> [Texte support]
....
Chaque ville possède ses secrets, ses recoins insoupçonnables derrière d’anonymes portes closes. Bordeaux ne fait pas exception à la règle : il y a quelques semaines, Invisible Bordeaux (Version originale publiée ici) a retrouvé l’équipe de Bordeaux 2066 pour une visite privée d’un de ces joyaux méconnus. Au bout d’une minuscule entrée accessible depuis le Cours de la Marne, le grand axe qui relie la Place de la Victoire à la gare Saint-Jean, nous nous sommes faits ouvrir la porte du cimetière juif portugais de Bordeaux, qui remonte au XVIIIème siècle.
Notre guide du jour n’est autre que l’écrivain et journaliste Michel Cardoze, que beaucoup auront connu comme présentateur de la météo de TF1. Pour mes amis de Bordeaux 2066 et moi, il est surtout l’homme qui raconte « l’histoire du jour » à 7h55 chaque matin sur France Bleu Gironde. Dans de courts monologues devenus des incontournables de nos petits déjeuners, Michel Cardoze fait revivre aux auditeurs des épisodes marquants de l’histoire de Bordeaux et de la région avec sa verve si caractéristique.
....
> [Données fournies]
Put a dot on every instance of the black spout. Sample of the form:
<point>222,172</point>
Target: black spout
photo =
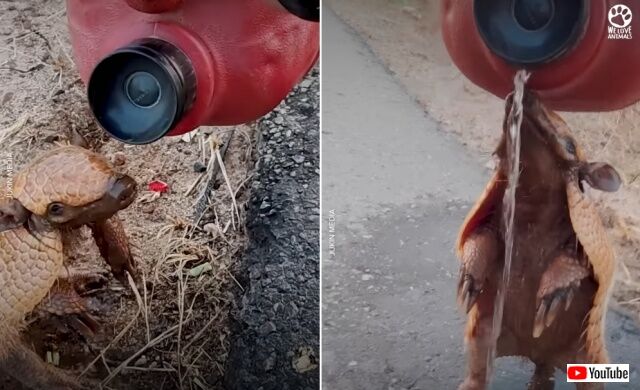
<point>141,91</point>
<point>528,33</point>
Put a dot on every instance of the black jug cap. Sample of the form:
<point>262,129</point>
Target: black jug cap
<point>141,91</point>
<point>530,32</point>
<point>308,10</point>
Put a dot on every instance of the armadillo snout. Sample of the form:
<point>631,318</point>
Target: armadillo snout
<point>122,192</point>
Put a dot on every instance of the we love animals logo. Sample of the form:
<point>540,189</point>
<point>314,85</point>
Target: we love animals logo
<point>620,17</point>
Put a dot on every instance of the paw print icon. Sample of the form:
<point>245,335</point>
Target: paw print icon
<point>620,16</point>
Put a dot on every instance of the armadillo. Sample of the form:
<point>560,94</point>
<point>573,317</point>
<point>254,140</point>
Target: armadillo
<point>62,189</point>
<point>563,263</point>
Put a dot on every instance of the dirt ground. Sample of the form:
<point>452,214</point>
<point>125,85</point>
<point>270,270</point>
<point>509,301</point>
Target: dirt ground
<point>405,34</point>
<point>175,333</point>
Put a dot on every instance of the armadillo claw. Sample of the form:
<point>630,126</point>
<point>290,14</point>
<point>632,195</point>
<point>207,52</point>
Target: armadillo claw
<point>550,306</point>
<point>468,291</point>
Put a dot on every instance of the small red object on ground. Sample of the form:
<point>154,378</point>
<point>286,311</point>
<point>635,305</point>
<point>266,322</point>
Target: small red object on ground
<point>158,186</point>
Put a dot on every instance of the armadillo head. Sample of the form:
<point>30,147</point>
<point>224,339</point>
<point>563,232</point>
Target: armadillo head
<point>549,147</point>
<point>66,187</point>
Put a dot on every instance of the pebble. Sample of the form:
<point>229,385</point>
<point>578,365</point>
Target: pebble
<point>199,167</point>
<point>210,228</point>
<point>141,362</point>
<point>119,159</point>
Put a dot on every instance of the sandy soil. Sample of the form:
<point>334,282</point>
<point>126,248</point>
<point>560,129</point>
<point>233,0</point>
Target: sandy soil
<point>405,34</point>
<point>175,335</point>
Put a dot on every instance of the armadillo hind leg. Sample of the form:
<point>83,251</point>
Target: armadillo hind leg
<point>113,244</point>
<point>479,260</point>
<point>26,366</point>
<point>543,377</point>
<point>592,236</point>
<point>557,287</point>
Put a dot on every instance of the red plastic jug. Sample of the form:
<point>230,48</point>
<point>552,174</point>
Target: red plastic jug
<point>164,67</point>
<point>584,54</point>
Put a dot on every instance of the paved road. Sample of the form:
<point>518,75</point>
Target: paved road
<point>399,188</point>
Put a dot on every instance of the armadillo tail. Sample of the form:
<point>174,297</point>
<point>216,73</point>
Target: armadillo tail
<point>596,349</point>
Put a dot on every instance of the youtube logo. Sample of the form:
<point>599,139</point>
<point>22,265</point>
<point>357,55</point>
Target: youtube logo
<point>598,373</point>
<point>577,373</point>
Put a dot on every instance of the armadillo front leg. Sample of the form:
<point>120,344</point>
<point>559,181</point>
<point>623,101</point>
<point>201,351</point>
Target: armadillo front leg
<point>26,366</point>
<point>64,300</point>
<point>479,259</point>
<point>113,244</point>
<point>480,256</point>
<point>557,287</point>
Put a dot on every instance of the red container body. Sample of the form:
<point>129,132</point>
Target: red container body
<point>597,74</point>
<point>247,54</point>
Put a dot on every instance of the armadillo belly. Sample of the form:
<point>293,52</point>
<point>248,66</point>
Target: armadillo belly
<point>29,266</point>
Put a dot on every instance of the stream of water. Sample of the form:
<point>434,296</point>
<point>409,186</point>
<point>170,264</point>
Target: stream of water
<point>509,203</point>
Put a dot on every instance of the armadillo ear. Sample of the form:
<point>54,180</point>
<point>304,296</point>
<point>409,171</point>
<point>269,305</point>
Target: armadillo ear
<point>12,214</point>
<point>601,176</point>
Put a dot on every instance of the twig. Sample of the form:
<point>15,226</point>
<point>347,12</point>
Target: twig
<point>231,193</point>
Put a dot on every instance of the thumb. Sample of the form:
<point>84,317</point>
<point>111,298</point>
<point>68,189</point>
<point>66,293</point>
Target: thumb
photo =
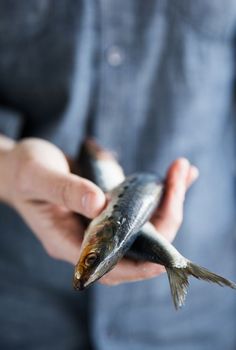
<point>68,190</point>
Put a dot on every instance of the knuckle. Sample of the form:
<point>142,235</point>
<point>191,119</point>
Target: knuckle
<point>25,172</point>
<point>177,219</point>
<point>66,192</point>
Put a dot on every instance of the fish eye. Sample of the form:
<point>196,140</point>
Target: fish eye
<point>90,259</point>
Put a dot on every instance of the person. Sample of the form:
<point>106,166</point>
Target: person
<point>143,79</point>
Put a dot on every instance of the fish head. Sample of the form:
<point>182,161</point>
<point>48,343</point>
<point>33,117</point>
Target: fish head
<point>99,253</point>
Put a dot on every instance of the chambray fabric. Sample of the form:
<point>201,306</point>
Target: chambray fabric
<point>152,81</point>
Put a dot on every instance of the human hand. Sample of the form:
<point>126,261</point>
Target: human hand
<point>167,219</point>
<point>38,184</point>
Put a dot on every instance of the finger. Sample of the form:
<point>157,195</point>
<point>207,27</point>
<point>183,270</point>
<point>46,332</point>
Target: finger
<point>192,176</point>
<point>68,190</point>
<point>130,271</point>
<point>59,231</point>
<point>169,215</point>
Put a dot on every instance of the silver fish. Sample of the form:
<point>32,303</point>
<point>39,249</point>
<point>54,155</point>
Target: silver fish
<point>111,234</point>
<point>105,243</point>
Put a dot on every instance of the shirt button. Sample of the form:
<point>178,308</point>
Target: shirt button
<point>115,56</point>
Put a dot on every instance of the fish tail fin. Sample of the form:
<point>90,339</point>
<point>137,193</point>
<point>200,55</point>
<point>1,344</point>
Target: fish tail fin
<point>178,278</point>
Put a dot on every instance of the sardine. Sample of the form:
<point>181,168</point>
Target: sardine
<point>106,241</point>
<point>111,234</point>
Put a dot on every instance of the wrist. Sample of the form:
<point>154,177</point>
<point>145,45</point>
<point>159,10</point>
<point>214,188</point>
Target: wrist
<point>6,146</point>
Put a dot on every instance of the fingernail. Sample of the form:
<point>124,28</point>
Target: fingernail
<point>184,166</point>
<point>86,201</point>
<point>195,172</point>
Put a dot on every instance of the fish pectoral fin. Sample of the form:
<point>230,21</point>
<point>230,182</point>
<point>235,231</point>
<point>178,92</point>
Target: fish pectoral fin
<point>178,278</point>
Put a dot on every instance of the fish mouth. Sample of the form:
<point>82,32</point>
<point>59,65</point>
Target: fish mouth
<point>81,284</point>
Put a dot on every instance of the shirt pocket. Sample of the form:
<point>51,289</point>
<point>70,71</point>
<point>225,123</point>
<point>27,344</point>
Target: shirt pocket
<point>211,18</point>
<point>11,123</point>
<point>21,20</point>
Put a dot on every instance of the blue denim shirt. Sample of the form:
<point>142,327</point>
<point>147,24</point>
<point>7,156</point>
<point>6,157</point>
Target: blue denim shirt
<point>152,80</point>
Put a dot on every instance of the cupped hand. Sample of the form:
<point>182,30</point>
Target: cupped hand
<point>167,219</point>
<point>39,185</point>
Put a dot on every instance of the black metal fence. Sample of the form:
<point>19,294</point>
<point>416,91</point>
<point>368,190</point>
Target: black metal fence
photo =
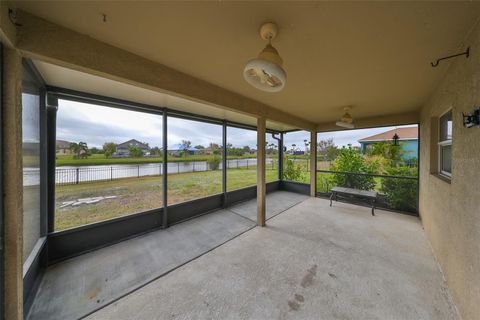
<point>77,175</point>
<point>395,192</point>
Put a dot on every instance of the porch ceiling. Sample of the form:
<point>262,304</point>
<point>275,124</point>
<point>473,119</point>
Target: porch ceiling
<point>75,80</point>
<point>373,56</point>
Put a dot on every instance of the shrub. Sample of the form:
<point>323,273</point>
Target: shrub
<point>401,194</point>
<point>291,171</point>
<point>350,160</point>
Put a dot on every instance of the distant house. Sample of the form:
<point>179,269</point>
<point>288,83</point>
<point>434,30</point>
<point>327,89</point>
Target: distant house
<point>407,136</point>
<point>122,148</point>
<point>63,147</point>
<point>178,149</point>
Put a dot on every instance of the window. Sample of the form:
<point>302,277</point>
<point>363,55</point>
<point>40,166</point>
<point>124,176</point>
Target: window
<point>194,159</point>
<point>242,158</point>
<point>108,163</point>
<point>31,115</point>
<point>296,158</point>
<point>445,144</point>
<point>271,158</point>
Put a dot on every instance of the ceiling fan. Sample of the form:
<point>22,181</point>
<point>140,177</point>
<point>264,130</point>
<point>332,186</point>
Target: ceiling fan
<point>347,120</point>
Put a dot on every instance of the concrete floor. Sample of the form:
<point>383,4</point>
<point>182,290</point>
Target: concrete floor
<point>79,286</point>
<point>310,262</point>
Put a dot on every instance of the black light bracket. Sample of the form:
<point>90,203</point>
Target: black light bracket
<point>471,119</point>
<point>12,15</point>
<point>466,53</point>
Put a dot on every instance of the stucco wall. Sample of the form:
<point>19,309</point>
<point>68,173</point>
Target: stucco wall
<point>450,212</point>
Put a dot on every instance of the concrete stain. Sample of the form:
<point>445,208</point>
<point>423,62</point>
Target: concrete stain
<point>299,298</point>
<point>93,293</point>
<point>294,305</point>
<point>307,280</point>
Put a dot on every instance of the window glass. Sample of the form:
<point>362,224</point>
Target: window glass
<point>31,168</point>
<point>446,159</point>
<point>108,163</point>
<point>445,143</point>
<point>296,162</point>
<point>241,158</point>
<point>446,126</point>
<point>194,159</point>
<point>271,158</point>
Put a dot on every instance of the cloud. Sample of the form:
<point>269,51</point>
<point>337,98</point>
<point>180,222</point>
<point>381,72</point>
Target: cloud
<point>97,124</point>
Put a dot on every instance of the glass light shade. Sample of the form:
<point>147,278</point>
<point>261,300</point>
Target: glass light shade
<point>265,75</point>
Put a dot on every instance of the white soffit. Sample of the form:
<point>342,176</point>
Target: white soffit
<point>75,80</point>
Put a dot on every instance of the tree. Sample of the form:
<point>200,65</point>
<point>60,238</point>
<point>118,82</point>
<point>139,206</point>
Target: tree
<point>351,161</point>
<point>156,151</point>
<point>185,146</point>
<point>109,148</point>
<point>135,152</point>
<point>401,194</point>
<point>327,149</point>
<point>215,148</point>
<point>80,150</point>
<point>387,150</point>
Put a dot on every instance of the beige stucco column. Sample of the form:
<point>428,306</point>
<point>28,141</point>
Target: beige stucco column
<point>261,187</point>
<point>12,171</point>
<point>313,163</point>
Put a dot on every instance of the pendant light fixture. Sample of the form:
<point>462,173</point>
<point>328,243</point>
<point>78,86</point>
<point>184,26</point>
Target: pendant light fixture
<point>265,72</point>
<point>395,139</point>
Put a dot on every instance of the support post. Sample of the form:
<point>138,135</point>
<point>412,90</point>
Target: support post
<point>224,163</point>
<point>280,157</point>
<point>13,187</point>
<point>164,169</point>
<point>261,187</point>
<point>52,107</point>
<point>313,163</point>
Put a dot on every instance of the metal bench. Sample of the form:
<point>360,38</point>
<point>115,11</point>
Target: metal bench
<point>349,193</point>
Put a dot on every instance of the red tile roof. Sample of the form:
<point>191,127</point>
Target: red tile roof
<point>409,133</point>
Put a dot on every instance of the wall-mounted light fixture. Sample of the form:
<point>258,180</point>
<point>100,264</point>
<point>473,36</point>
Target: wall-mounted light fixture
<point>471,119</point>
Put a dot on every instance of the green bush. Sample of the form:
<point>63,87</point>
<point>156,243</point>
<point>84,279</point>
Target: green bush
<point>401,194</point>
<point>214,163</point>
<point>292,171</point>
<point>350,160</point>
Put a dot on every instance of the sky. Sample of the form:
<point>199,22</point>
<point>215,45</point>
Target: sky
<point>97,124</point>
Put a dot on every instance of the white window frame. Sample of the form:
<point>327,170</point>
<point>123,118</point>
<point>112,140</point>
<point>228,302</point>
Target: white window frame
<point>442,144</point>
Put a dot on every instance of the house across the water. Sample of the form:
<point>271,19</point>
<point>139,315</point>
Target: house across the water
<point>407,137</point>
<point>124,151</point>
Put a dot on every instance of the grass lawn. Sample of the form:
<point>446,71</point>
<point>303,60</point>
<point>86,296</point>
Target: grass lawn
<point>135,195</point>
<point>99,159</point>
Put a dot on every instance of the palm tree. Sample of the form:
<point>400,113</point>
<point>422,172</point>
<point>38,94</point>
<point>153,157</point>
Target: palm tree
<point>185,146</point>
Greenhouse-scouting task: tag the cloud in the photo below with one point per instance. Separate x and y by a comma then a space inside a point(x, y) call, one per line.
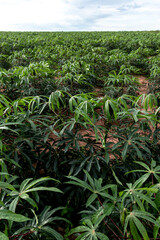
point(74, 15)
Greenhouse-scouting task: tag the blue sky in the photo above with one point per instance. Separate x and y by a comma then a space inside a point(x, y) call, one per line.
point(79, 15)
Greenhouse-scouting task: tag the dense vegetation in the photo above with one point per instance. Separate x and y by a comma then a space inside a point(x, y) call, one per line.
point(79, 143)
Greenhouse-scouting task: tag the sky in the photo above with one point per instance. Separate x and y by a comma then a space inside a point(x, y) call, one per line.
point(79, 15)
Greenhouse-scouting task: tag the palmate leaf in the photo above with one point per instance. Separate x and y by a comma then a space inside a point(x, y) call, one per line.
point(134, 231)
point(50, 231)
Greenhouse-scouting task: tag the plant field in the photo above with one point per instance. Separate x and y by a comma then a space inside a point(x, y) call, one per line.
point(80, 135)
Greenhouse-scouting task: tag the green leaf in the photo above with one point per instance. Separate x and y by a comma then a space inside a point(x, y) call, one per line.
point(53, 189)
point(3, 236)
point(156, 229)
point(134, 231)
point(52, 232)
point(9, 215)
point(102, 236)
point(7, 185)
point(91, 199)
point(141, 228)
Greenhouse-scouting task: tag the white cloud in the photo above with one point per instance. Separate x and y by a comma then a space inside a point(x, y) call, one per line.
point(79, 15)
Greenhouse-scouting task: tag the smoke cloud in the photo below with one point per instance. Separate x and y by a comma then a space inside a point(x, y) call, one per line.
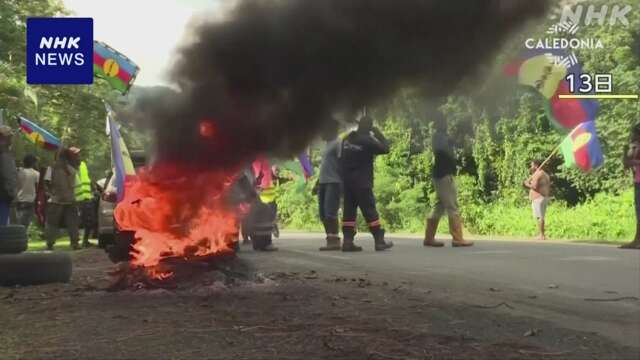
point(266, 76)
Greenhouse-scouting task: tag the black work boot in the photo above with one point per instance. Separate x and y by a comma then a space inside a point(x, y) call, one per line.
point(333, 240)
point(333, 244)
point(347, 243)
point(378, 236)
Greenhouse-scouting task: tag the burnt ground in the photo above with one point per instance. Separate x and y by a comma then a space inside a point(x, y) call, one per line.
point(272, 315)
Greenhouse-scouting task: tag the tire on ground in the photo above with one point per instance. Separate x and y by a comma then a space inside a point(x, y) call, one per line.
point(35, 268)
point(105, 240)
point(13, 239)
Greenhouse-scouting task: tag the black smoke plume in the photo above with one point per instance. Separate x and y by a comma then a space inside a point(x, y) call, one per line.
point(268, 74)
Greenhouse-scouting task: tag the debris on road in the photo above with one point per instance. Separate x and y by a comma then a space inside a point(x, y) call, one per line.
point(532, 332)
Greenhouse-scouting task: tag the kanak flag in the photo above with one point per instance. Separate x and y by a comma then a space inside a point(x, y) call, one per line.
point(581, 148)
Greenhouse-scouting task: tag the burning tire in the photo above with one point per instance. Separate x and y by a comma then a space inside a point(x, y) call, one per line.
point(13, 239)
point(104, 240)
point(119, 250)
point(260, 242)
point(34, 268)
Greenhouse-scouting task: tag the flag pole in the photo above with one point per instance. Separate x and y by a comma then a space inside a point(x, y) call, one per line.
point(553, 153)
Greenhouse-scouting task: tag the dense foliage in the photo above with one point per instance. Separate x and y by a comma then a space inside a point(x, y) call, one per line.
point(499, 128)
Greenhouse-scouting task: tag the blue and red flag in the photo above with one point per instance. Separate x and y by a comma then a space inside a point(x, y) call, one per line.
point(581, 148)
point(38, 135)
point(541, 70)
point(307, 167)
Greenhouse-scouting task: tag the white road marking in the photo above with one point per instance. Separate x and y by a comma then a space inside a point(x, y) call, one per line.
point(492, 252)
point(319, 254)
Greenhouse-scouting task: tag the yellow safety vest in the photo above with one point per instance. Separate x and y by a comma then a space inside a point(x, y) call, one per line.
point(268, 195)
point(83, 183)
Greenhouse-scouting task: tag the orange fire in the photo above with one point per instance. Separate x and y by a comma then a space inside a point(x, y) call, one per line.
point(177, 212)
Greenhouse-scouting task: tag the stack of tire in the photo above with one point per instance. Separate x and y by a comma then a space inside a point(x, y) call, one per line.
point(18, 267)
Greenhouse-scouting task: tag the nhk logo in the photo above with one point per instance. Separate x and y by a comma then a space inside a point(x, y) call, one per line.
point(59, 50)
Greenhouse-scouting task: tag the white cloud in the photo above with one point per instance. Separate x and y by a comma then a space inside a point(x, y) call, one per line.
point(147, 31)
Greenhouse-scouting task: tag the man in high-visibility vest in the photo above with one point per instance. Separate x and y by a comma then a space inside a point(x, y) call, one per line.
point(85, 200)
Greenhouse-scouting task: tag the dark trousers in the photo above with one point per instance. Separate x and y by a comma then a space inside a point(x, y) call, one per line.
point(88, 218)
point(329, 201)
point(363, 198)
point(24, 213)
point(66, 214)
point(637, 202)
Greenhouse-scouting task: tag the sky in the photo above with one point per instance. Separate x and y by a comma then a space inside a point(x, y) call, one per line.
point(146, 31)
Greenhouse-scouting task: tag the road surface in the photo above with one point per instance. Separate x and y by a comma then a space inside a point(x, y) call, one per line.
point(591, 288)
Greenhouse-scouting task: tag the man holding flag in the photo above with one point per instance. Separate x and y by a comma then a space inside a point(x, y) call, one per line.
point(62, 207)
point(539, 186)
point(631, 160)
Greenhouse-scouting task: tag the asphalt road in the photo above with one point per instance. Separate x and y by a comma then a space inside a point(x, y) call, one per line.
point(592, 288)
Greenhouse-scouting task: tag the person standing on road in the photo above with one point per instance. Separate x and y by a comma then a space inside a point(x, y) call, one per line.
point(330, 188)
point(358, 152)
point(8, 174)
point(631, 160)
point(444, 171)
point(28, 179)
point(62, 204)
point(539, 185)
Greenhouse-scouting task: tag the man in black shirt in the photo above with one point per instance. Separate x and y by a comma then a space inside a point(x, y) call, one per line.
point(444, 171)
point(358, 151)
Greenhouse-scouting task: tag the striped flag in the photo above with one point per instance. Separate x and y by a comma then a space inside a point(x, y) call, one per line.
point(307, 167)
point(38, 135)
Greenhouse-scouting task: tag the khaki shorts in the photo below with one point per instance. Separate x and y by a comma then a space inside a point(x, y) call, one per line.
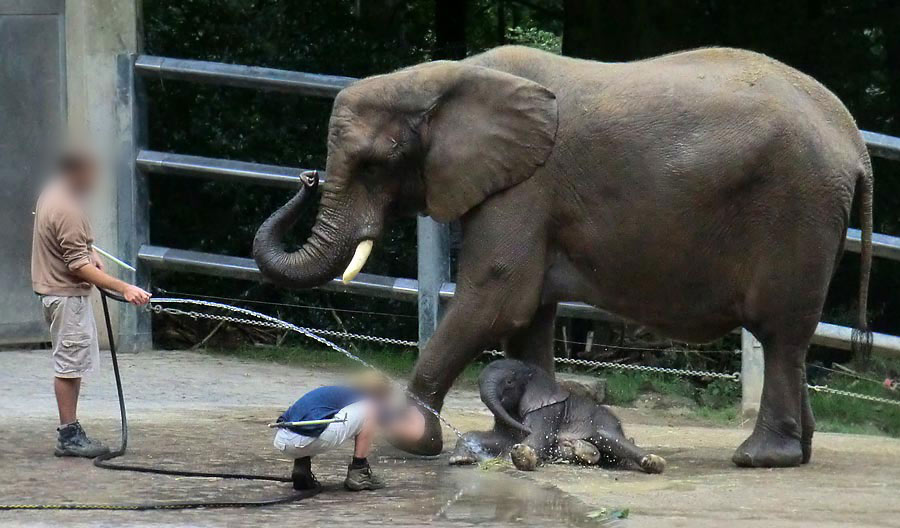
point(73, 333)
point(298, 446)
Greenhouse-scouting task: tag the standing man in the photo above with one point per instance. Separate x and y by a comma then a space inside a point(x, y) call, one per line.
point(64, 267)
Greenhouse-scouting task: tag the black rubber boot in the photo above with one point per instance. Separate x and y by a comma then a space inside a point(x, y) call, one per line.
point(302, 476)
point(362, 478)
point(73, 441)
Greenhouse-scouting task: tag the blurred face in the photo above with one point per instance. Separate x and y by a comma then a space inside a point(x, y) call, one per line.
point(80, 170)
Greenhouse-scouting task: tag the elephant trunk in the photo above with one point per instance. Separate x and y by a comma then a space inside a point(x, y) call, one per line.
point(491, 385)
point(324, 253)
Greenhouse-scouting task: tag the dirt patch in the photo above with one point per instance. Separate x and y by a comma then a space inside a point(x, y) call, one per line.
point(194, 411)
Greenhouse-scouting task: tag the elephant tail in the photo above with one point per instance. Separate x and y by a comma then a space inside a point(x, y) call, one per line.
point(861, 341)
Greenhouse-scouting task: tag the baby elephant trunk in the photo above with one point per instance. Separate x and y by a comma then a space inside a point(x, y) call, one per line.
point(491, 385)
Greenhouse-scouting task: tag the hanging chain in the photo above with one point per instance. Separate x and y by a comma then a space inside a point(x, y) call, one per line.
point(839, 392)
point(315, 334)
point(273, 322)
point(639, 368)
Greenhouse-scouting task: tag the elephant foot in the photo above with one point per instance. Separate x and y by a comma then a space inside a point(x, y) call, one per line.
point(580, 451)
point(766, 448)
point(653, 464)
point(806, 446)
point(462, 455)
point(524, 457)
point(431, 443)
point(463, 459)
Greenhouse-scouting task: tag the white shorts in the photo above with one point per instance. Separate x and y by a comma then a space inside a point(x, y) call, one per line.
point(298, 446)
point(73, 334)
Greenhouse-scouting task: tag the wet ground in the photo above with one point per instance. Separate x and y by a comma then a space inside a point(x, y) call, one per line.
point(194, 411)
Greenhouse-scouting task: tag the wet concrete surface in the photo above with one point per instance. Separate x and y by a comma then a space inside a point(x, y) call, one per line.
point(192, 411)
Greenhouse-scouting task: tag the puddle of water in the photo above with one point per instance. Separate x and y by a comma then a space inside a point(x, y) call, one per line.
point(486, 497)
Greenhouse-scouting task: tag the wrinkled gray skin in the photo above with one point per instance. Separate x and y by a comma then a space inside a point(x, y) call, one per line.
point(535, 419)
point(692, 193)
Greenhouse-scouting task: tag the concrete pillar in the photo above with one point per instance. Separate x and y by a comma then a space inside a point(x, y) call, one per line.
point(752, 374)
point(97, 32)
point(433, 249)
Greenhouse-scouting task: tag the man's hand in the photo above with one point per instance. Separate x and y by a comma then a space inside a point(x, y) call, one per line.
point(92, 274)
point(135, 295)
point(97, 261)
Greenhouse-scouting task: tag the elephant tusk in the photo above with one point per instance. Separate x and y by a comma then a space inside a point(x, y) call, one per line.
point(358, 261)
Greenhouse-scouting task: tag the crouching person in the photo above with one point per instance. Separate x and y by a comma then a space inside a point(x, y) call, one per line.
point(364, 407)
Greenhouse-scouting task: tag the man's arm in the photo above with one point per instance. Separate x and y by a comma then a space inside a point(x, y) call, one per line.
point(133, 294)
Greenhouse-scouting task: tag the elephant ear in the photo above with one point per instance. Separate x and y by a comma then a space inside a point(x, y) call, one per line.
point(541, 391)
point(486, 130)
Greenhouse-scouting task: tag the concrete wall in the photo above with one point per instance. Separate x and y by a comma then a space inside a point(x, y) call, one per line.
point(96, 32)
point(32, 116)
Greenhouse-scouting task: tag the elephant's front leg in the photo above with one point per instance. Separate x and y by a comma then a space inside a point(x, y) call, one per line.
point(618, 450)
point(541, 444)
point(498, 291)
point(478, 445)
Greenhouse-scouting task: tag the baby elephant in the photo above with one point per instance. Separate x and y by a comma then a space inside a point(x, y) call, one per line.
point(535, 419)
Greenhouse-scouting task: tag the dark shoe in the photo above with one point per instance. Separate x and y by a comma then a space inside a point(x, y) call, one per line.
point(302, 475)
point(73, 441)
point(359, 479)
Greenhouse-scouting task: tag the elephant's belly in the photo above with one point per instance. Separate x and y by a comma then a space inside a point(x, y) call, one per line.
point(685, 304)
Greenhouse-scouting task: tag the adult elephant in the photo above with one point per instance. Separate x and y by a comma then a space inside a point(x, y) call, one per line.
point(692, 193)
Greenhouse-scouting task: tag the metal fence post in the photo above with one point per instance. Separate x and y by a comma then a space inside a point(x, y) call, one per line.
point(433, 248)
point(752, 373)
point(133, 204)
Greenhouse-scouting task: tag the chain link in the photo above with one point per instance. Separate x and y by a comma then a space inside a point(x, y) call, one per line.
point(639, 368)
point(273, 322)
point(316, 333)
point(839, 392)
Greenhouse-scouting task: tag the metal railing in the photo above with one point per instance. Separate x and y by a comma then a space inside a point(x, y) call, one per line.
point(432, 250)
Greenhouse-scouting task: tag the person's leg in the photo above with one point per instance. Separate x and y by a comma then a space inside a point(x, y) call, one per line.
....
> [Consigne]
Recopiez fidèlement le passage du texte sur le cimetière juif portugais de Bordeaux en commençant par « Chaque ville possède » et en allant jusqu'à « au XVIIIème siècle. ». Les lignes fournies n'interviennent pas dans ce travail.

> [Corrigé]
Chaque ville possède ses secrets, ses recoins insoupçonnables derrière d’anonymes portes closes. Bordeaux ne fait pas exception à la règle : il y a quelques semaines, Invisible Bordeaux (Version originale publiée ici) a retrouvé l’équipe de Bordeaux 2066 pour une visite privée d’un de ces joyaux méconnus. Au bout d’une minuscule entrée accessible depuis le Cours de la Marne, le grand axe qui relie la Place de la Victoire à la gare Saint-Jean, nous nous sommes faits ouvrir la porte du cimetière juif portugais de Bordeaux, qui remonte au XVIIIème siècle.